▸ Stated goal:
Put each line of the material below into a Markdown table with the columns "No." and "Line", skipping blank lines. Leave the pictures out of the table.

▸ Labels for object points:
━━━
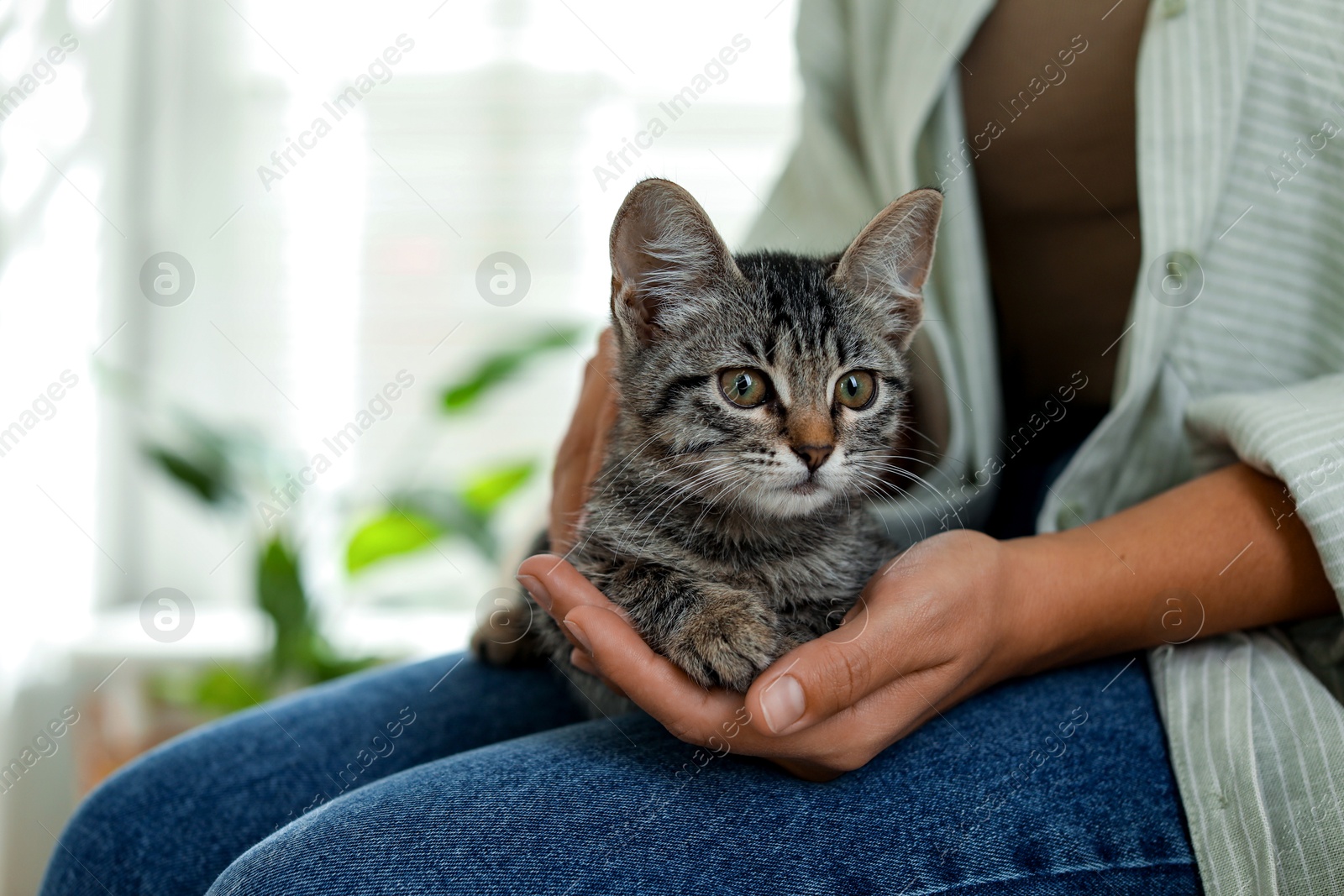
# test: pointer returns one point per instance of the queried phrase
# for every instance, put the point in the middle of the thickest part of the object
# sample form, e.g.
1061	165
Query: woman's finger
822	678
━━━
▸ Result below:
| No. | Line |
|---|---|
| 1 | # test: pointer returns one point per instance of the queried phrase |
| 2 | # for every instance, put the point in the middle of the thickest part of the object |
| 3 | # sample form, e.g. |
| 4 | 1061	165 |
| 5 | Query: woman's finger |
| 6 | 822	678 |